WHAT IS ASKED:
1 > In the note on particular solutions of differential equations, how can solution (b) be obtained from (d)?
2 > Carry on the note about particular solutions of differential equations from where it stops.

Note that $(b)$ can be obtained by assigning the value of 0 to both arbitrary constants in $(d)$, and so can infinitely other particular solutions.

In this lesson and the next, whenver we refer to a particular solution $y_p$ of a differential equation, we shall mean that particular solution from which all constant multiples of terms in $y_c$ have been eliminated.

(jmh The implication here is that there is only one such particular solution in which all arbitrary constants have been set to zero - the infinite multitude of particular solutions arises from those arbitrary constants being values other than zero).

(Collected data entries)

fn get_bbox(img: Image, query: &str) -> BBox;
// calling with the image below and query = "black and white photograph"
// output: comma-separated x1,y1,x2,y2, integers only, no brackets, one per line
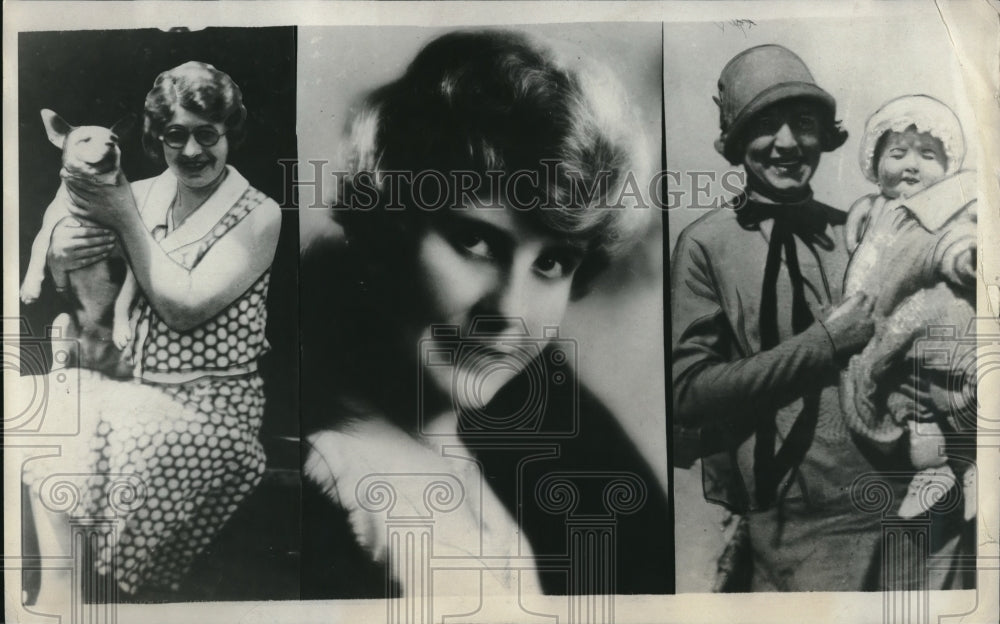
298,24,673,619
2,0,1000,624
664,15,978,592
8,28,299,613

FINAL RESULTS:
1 > By setting both arbitrary constants in (d) to 0.

2 >
Meaning of an Inverse Operator

Given the $n$th order linear differential equation:

\[\tag{25.1} P(D)y = Q(x),\]

Recall that when we say $P(D)$ we mean the polynomial operator:

\[\tag{25.11} P(D) = a_n D^n + \cdots + a_1 D + a_0, \quad a_n \neq 0\]

Definition 25.2 Let $P(D)y = Q(x)$ where $P(D)$ is the polynomial operator $(25.11)$ and $Q(x)$ is the special function consisting only of such terms as $b, x^k, e^{ax}, \sin{ax}, \cos{ax}$, and a finite number of combinations of such terms, where $a, b$ are constants and $k$ is a positive integer. Then the inverse operator of $P(D)$, written as $P^{-1}(D)$ or $1/P(D)$, is defined as an operator which, when operating on $Q(x)$, will give the particular solution $y_p$ of $(25.1)$ that contains no constant multiples of a term in the complementary function $y_c$, i.e.,

\[\tag{25.21} P^{-1}(D)Q(x) = y_p \quad \text{or} \quad \frac{1}{P(D)}Q(x) = y_p,\]

where $y_p$ is the particular solution of $P(D)y = Q(x)$ that containts no constant multiple of a term in $y_c$.

By Definition 25.2, we can conclude that:

\[\tag{25.25} D^{-n}Q(x) \equiv \text{integrating}~Q(x)~n~\text{times, ignoring constants of integration}\]

Solution by Means of Inverse Operators

As stated above, in general we can find $y_p$ by:

\[y_p = \frac{1}{P(D)}Q_x\]

This is often a much easier method of finding $y_p$ than previous methods.

We can find some formulas/shortcuts/rules to handle the possible cases.

We shall consider each of the functions mentioned in Definition 25.2, case by case.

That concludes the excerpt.